Segmentation mask data:
========================================================================

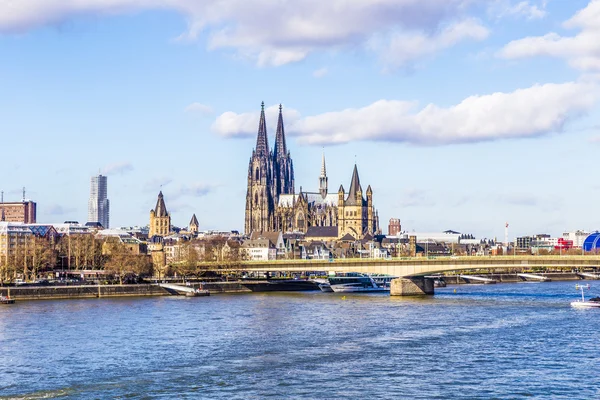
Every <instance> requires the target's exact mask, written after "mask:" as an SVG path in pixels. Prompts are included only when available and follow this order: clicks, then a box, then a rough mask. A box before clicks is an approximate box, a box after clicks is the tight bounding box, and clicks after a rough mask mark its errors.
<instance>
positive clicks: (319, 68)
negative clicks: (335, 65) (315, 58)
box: [313, 67, 329, 78]
mask: <svg viewBox="0 0 600 400" xmlns="http://www.w3.org/2000/svg"><path fill="white" fill-rule="evenodd" d="M328 73H329V71H328V70H327V68H326V67H323V68H319V69H317V70H315V71H313V76H314V77H315V78H322V77H324V76H325V75H327V74H328Z"/></svg>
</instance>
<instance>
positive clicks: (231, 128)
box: [211, 105, 300, 138]
mask: <svg viewBox="0 0 600 400" xmlns="http://www.w3.org/2000/svg"><path fill="white" fill-rule="evenodd" d="M278 115H279V106H278V105H273V106H270V107H266V108H265V120H266V123H267V132H274V131H275V129H276V127H277V119H278ZM299 117H300V113H299V112H298V111H296V110H294V109H292V108H284V109H283V121H284V124H285V126H286V129H287V126H289V125H290V124H293V123H294V122H296V121H297V120H298V118H299ZM259 119H260V110H257V111H254V112H247V113H242V114H237V113H234V112H232V111H228V112H225V113H223V114H221V115H219V116H218V117H217V119H216V120H215V122H214V123H213V124H212V126H211V129H212V131H213V132H215V133H217V134H219V135H221V136H225V137H238V138H245V137H256V133H257V131H258V121H259Z"/></svg>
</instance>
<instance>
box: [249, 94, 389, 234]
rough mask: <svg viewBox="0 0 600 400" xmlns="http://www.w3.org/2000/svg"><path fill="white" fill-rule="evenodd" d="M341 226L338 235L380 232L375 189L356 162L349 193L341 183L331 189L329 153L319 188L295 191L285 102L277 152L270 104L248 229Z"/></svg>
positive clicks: (249, 195)
mask: <svg viewBox="0 0 600 400" xmlns="http://www.w3.org/2000/svg"><path fill="white" fill-rule="evenodd" d="M314 226H318V227H337V228H338V238H339V237H342V236H344V235H346V234H350V235H352V237H354V238H362V237H364V235H366V234H374V233H378V232H379V216H378V213H377V211H376V210H375V208H374V207H373V191H372V190H371V187H370V186H369V187H368V188H367V191H366V192H364V191H363V189H362V186H361V185H360V179H359V176H358V169H357V167H356V165H355V166H354V171H353V174H352V179H351V182H350V190H349V192H348V193H346V192H345V191H344V188H343V187H342V186H340V190H339V191H338V192H337V193H335V192H334V193H329V192H328V178H327V171H326V167H325V156H323V158H322V163H321V174H320V176H319V190H318V191H317V192H304V191H303V190H302V187H300V192H299V193H298V194H296V193H295V189H294V168H293V163H292V159H291V155H290V152H289V151H288V149H287V146H286V142H285V130H284V126H283V116H282V109H281V106H280V107H279V120H278V123H277V133H276V137H275V147H274V151H270V150H269V143H268V136H267V130H266V123H265V113H264V103H263V104H262V110H261V114H260V121H259V126H258V137H257V140H256V148H255V149H254V150H253V151H252V156H251V157H250V163H249V167H248V189H247V192H246V215H245V225H244V227H245V233H246V235H250V234H251V233H252V232H255V231H260V232H263V231H264V232H268V231H279V232H302V233H305V232H307V230H308V229H309V228H310V227H314Z"/></svg>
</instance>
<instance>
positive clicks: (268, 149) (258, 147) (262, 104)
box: [256, 101, 269, 156]
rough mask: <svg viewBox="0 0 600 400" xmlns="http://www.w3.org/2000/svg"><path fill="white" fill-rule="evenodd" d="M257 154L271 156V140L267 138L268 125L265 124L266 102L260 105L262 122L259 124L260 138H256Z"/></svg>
mask: <svg viewBox="0 0 600 400" xmlns="http://www.w3.org/2000/svg"><path fill="white" fill-rule="evenodd" d="M256 154H257V155H264V156H268V155H269V139H268V137H267V124H266V122H265V102H264V101H263V102H262V103H261V104H260V121H259V123H258V136H257V138H256Z"/></svg>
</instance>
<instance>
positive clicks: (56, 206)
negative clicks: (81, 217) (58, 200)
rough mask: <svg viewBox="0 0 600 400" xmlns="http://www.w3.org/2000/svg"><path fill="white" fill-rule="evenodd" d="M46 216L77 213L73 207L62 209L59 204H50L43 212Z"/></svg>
mask: <svg viewBox="0 0 600 400" xmlns="http://www.w3.org/2000/svg"><path fill="white" fill-rule="evenodd" d="M45 211H46V214H47V215H65V214H72V213H74V212H75V211H77V210H76V209H75V208H73V207H64V206H62V205H60V204H52V205H50V206H48V208H47V209H46V210H45Z"/></svg>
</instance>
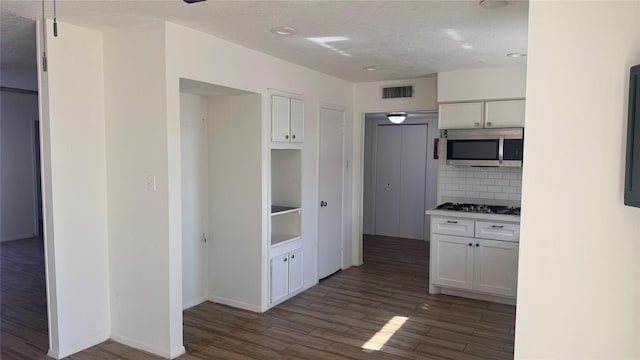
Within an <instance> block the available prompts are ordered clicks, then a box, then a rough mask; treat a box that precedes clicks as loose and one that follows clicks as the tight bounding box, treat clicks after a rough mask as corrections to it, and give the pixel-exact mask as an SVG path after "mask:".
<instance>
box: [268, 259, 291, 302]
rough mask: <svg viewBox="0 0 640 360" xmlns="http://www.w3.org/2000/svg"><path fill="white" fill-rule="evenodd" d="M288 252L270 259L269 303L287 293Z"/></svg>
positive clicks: (279, 300) (285, 295)
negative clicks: (270, 280)
mask: <svg viewBox="0 0 640 360" xmlns="http://www.w3.org/2000/svg"><path fill="white" fill-rule="evenodd" d="M288 261H289V258H288V254H283V255H280V256H276V257H274V258H272V259H271V303H275V302H278V301H280V300H282V299H284V298H285V297H287V295H288V294H289V266H288Z"/></svg>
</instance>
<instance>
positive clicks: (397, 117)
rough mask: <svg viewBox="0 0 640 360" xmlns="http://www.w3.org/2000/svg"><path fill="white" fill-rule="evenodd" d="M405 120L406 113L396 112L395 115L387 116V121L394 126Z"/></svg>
mask: <svg viewBox="0 0 640 360" xmlns="http://www.w3.org/2000/svg"><path fill="white" fill-rule="evenodd" d="M406 118H407V113H405V112H397V113H389V114H387V119H389V121H391V122H392V123H394V124H400V123H402V122H403V121H404V120H405V119H406Z"/></svg>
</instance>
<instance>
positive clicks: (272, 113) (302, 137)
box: [271, 95, 304, 143]
mask: <svg viewBox="0 0 640 360" xmlns="http://www.w3.org/2000/svg"><path fill="white" fill-rule="evenodd" d="M271 141H272V142H282V143H301V142H303V141H304V101H302V100H300V99H295V98H290V97H286V96H280V95H271Z"/></svg>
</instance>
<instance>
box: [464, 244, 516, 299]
mask: <svg viewBox="0 0 640 360" xmlns="http://www.w3.org/2000/svg"><path fill="white" fill-rule="evenodd" d="M518 247H519V246H518V243H514V242H509V241H494V240H480V239H476V245H475V251H474V281H473V282H474V284H473V288H474V290H477V291H482V292H486V293H490V294H497V295H505V296H512V297H515V296H516V293H517V280H518Z"/></svg>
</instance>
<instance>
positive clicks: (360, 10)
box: [0, 0, 528, 82]
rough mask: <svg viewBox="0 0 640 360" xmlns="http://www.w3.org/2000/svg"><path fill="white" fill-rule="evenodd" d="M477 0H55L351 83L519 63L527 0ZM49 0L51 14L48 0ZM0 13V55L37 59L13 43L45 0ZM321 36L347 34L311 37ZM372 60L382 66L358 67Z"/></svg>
mask: <svg viewBox="0 0 640 360" xmlns="http://www.w3.org/2000/svg"><path fill="white" fill-rule="evenodd" d="M478 2H479V0H478V1H466V0H465V1H456V0H449V1H444V0H441V1H216V0H209V1H206V2H202V3H196V4H191V5H188V4H185V3H184V2H183V1H181V0H161V1H148V0H142V1H141V0H129V1H117V0H102V1H95V0H94V1H91V0H88V1H80V0H58V1H57V18H58V21H61V22H67V23H71V24H76V25H80V26H85V27H88V28H93V29H97V30H102V31H109V30H112V29H116V28H120V27H123V26H129V25H135V24H141V23H148V22H153V21H158V20H168V21H172V22H175V23H178V24H182V25H185V26H188V27H191V28H194V29H198V30H201V31H203V32H207V33H210V34H212V35H215V36H217V37H219V38H223V39H226V40H229V41H232V42H234V43H237V44H240V45H243V46H246V47H248V48H252V49H255V50H258V51H261V52H264V53H267V54H271V55H273V56H276V57H278V58H281V59H285V60H287V61H290V62H293V63H297V64H300V65H302V66H305V67H308V68H312V69H315V70H318V71H321V72H324V73H327V74H330V75H334V76H336V77H339V78H343V79H346V80H349V81H353V82H365V81H379V80H394V79H403V78H413V77H421V76H426V75H430V74H434V73H437V72H440V71H447V70H455V69H464V68H478V67H492V66H508V65H516V64H523V63H524V62H525V61H526V59H523V58H520V59H513V58H510V57H507V56H506V54H507V53H510V52H525V53H526V50H527V18H528V2H527V1H525V0H519V1H509V4H508V5H507V6H504V7H499V8H495V9H485V8H483V7H480V6H479V4H478ZM45 6H46V9H47V10H46V12H47V17H49V18H52V17H53V13H52V11H53V3H52V1H51V0H46V1H45ZM0 11H2V28H1V31H2V33H1V39H0V41H1V43H2V44H1V45H2V47H1V50H2V61H3V63H4V62H5V54H8V55H7V59H6V60H7V61H11V62H14V63H15V62H23V63H24V64H32V63H34V61H35V60H34V58H35V56H34V55H33V53H34V52H33V51H32V50H29V51H24V50H17V49H19V48H20V46H21V45H25V44H27V43H28V41H26V40H25V38H27V37H28V36H31V37H33V35H34V34H35V32H34V31H33V29H31V30H28V29H26V28H25V24H24V20H20V18H26V19H32V20H33V19H37V18H40V17H42V14H41V11H42V9H41V2H40V1H33V0H18V1H15V0H14V1H12V0H2V2H1V8H0ZM16 17H17V18H18V20H11V19H15V18H16ZM276 26H291V27H294V28H296V29H297V33H296V34H294V35H292V36H288V37H282V36H276V35H274V34H272V33H271V32H270V31H269V30H270V29H271V28H273V27H276ZM27 30H28V31H27ZM59 35H60V36H64V32H62V31H61V32H60V34H59ZM318 37H342V38H344V40H340V41H332V42H324V43H322V42H321V43H318V42H313V41H310V40H308V38H318ZM323 45H324V46H323ZM27 47H29V46H27ZM31 48H32V46H31ZM6 49H9V51H8V52H7V53H5V51H6ZM345 54H346V55H345ZM368 66H374V67H376V68H377V69H378V70H377V71H365V70H363V68H364V67H368Z"/></svg>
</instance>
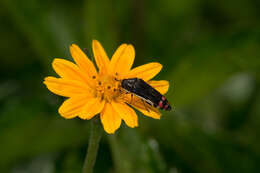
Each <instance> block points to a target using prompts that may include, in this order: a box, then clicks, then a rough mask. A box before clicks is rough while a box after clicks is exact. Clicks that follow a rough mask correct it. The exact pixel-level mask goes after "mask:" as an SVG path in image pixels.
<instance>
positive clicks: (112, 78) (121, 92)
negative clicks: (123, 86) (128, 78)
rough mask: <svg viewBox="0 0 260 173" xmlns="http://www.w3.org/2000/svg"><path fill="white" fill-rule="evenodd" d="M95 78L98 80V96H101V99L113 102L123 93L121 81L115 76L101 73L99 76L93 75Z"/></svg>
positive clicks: (96, 81) (98, 96)
mask: <svg viewBox="0 0 260 173" xmlns="http://www.w3.org/2000/svg"><path fill="white" fill-rule="evenodd" d="M93 79H94V80H95V82H96V83H95V86H96V88H95V89H96V92H95V96H96V97H101V99H105V100H106V101H107V102H111V101H112V100H114V99H115V98H117V97H118V96H120V95H121V93H122V91H121V90H120V82H119V81H117V80H116V79H115V78H114V77H113V76H108V75H99V76H98V77H94V76H93Z"/></svg>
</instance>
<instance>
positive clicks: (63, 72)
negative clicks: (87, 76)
mask: <svg viewBox="0 0 260 173" xmlns="http://www.w3.org/2000/svg"><path fill="white" fill-rule="evenodd" d="M52 67H53V69H54V70H55V72H56V73H57V74H58V75H59V76H60V77H62V78H66V79H71V80H80V81H86V80H85V79H86V78H84V76H83V75H82V72H81V71H80V69H79V67H78V66H76V65H75V64H73V63H72V62H70V61H67V60H65V59H59V58H55V59H54V61H53V62H52Z"/></svg>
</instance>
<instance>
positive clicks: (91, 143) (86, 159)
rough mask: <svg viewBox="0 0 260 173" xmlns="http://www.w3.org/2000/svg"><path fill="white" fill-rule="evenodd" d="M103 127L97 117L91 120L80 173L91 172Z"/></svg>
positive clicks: (95, 158)
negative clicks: (88, 135)
mask: <svg viewBox="0 0 260 173" xmlns="http://www.w3.org/2000/svg"><path fill="white" fill-rule="evenodd" d="M102 132H103V129H102V127H101V124H100V122H99V121H98V118H94V119H92V120H91V130H90V138H89V144H88V151H87V153H86V157H85V161H84V165H83V169H82V173H92V172H93V168H94V165H95V162H96V157H97V152H98V146H99V142H100V139H101V136H102Z"/></svg>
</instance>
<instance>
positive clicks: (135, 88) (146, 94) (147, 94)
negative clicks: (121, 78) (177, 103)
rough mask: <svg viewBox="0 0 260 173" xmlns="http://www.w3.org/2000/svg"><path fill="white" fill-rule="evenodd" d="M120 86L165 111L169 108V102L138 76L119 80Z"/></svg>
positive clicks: (163, 96) (149, 104) (136, 95)
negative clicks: (121, 79)
mask: <svg viewBox="0 0 260 173" xmlns="http://www.w3.org/2000/svg"><path fill="white" fill-rule="evenodd" d="M121 87H122V88H123V89H124V90H125V91H126V92H127V93H131V94H134V95H135V96H137V97H139V98H140V99H141V100H143V101H144V102H146V103H147V104H149V105H151V106H153V107H155V108H158V109H163V110H166V111H170V110H171V106H170V103H169V102H168V100H167V99H166V97H165V96H163V95H162V94H161V93H159V91H157V90H156V89H154V88H153V87H152V86H151V85H149V84H148V83H146V82H145V81H144V80H142V79H140V78H129V79H123V80H122V81H121Z"/></svg>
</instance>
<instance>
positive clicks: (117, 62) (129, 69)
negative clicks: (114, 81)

========================================================================

WHAT TO PRODUCE >>
List every line above containing the word "this".

ANSWER SECTION >>
Every <instance> requires the target's exact mask, written after "mask:" as an SVG path in pixels. Prompts are included only when available and follow this order: clicks, then a box, then a rough mask. A box before clicks is an approximate box, a box after clicks is the tight bounding box, and clicks after a rough mask mark its errors.
Each <instance> block points to a target using prompts that may include, in this order: a box, then clicks, then a rough mask. A box before clicks is rough while a box after clicks is exact. Clicks that follow a rough mask correct it. The exact pixel-level mask goes after "mask:" as an SVG path in image pixels.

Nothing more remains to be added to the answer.